Emre Özpeynirci

Emre Özpeynirci

Afganistan, ‘Lityumun S.Arabistan’ı mı olacak?

Taliban’ın yönetimini ele geçirdiği Afganistan bugün dünyanın en fakir ülkelerinden biri olarak bilinse de, sadece lityum rezervinin 3 trilyon dolar değerinde olduğu belirtiliyor. İşte başta Çin olmak üzere herkes elektrikli araçların olmazsa olmazı bu lityumun peşinde. Afganistan için ‘Lityumun Suudi Arabistan’ı” olacak yorumları da yapılıyor.

20 yıllık ABD işgalinden sonra Taliban’ın fiilen Afganistan’ın yönetimini ele geçirmesi, dünya ticaretinde bütün dengeleri değiştireceğe benziyor. Çünkü bugün Taliban sadece Afganistan topraklarına sahip olmadı, o toprakların altında bugünkü değeri 3 trilyon doların (2010 hesaplaması, bugün emtia fiyatları arttı) üzerinde olan mineralleri, doğal kaynakları da ele geçirmiş oldu. Bu minerallerden belki de en önemlileri lityum ve bakır. Yani bir başka ifadeyle Afganistan bugün dünyanın en büyük lityum ve bakır kaynaklarına sahip. Bildiğiniz gibi özellikle lityum, elektrikli araçların imalatında kullanılan kilit bir element.

3 TRİLYON DOLARLIK REZERV

ABD’li yetkililer ve jeologlar tarafından 10-11 yıl önce yapılan keşfe göre bu 3 trilyon doların yaklaşık 1 trilyon doları 60 milyon tonluk bakır rezervinden kaynaklanıyor. Ayrıca mevcut piyasa değeri 350 milyar doları aşan 2.2 milyar tondan fazla demir cevheri olduğu da söyleniyor.  Ama en önemlisi kuşkusuz lityum kaynakları. O dönem bu kaynağın değerinin 1 trilyon dolar olduğu, ülkede lityum arama çalışmalarının artırılması durumunda keşfedilecek rezervlerle Afganistan'ın dünyanın en büyük lityum rezervine sahip ülke olacağı belirtiliyordu. Yani mevcut lityum rezervi değerinin 3 trilyon dolara çıkacağından bahsediliyordu.

+ + + +

Yazılı Yönerge A: Sunulan metindeki “Bu minerallerden belki de en önemlileri lityum ve bakır.” cümlesini İngilizceye çeviriniz.
Yazılı Yönerge B: Sunulan metinde “Taliban’ın yönetimini ele” sözcüklerini içeren ifadeyle açılıp “yorumları da yapılıyor.” ile kapanan bölümü olduğu gibi yazınız.

Kayıtlı Veriler:
+ + + +

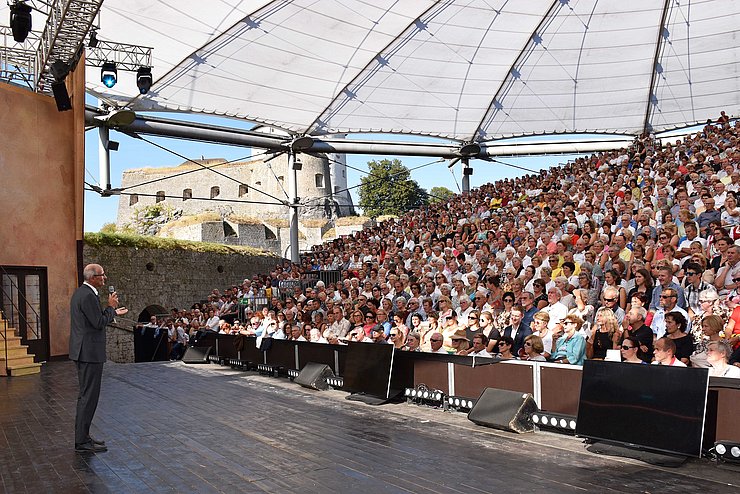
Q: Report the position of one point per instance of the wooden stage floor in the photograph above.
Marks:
(171, 427)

+ + + +

Tam Yanıt A: Perhaps the most important of these minerals are lithium and copper.

Tam Yanıt B:
Taliban’ın yönetimini ele geçirdiği Afganistan bugün dünyanın en fakir ülkelerinden biri olarak bilinse de, sadece lityum rezervinin 3 trilyon dolar değerinde olduğu belirtiliyor. İşte başta Çin olmak üzere herkes elektrikli araçların olmazsa olmazı bu lityumun peşinde. Afganistan için ‘Lityumun Suudi Arabistan’ı” olacak yorumları da yapılıyor.